Your goal: Examine the records below. Report how many of their lines contain the word "rough", with no other content.

Data:

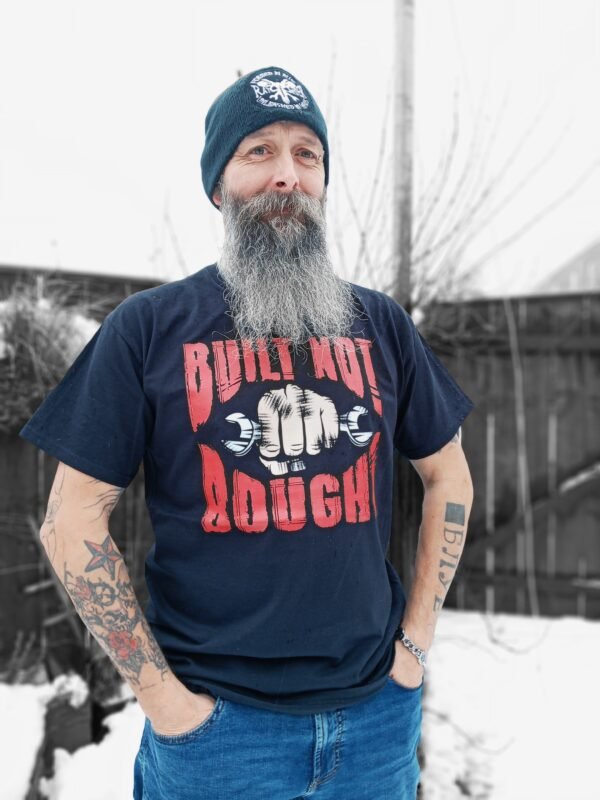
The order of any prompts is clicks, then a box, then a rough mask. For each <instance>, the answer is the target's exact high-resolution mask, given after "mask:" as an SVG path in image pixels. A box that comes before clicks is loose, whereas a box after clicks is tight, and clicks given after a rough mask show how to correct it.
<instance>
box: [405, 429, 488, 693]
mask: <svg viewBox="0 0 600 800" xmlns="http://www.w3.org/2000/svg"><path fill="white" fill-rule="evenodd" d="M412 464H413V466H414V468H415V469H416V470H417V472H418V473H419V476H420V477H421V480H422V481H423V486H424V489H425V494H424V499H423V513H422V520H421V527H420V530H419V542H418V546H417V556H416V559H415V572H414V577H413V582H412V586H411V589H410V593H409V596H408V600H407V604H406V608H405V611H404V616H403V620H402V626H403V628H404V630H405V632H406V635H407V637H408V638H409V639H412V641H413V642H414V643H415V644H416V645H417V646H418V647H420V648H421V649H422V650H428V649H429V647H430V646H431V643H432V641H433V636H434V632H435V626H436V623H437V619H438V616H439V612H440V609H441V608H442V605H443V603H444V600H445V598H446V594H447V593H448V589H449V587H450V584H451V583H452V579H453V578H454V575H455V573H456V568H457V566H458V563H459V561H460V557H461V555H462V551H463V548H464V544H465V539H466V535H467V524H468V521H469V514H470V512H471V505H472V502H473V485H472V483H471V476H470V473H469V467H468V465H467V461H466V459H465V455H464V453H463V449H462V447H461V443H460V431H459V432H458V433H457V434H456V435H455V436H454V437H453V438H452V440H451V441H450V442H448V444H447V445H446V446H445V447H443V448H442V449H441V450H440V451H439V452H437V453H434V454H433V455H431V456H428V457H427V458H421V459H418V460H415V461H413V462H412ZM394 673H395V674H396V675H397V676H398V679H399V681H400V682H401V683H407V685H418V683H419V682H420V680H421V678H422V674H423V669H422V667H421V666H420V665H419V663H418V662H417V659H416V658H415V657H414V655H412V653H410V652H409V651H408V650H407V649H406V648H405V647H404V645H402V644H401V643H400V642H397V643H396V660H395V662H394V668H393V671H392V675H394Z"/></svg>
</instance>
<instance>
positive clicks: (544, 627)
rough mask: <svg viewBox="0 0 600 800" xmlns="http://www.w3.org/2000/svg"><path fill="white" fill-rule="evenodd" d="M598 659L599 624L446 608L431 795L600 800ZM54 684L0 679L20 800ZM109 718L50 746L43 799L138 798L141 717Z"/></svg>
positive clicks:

Task output: 2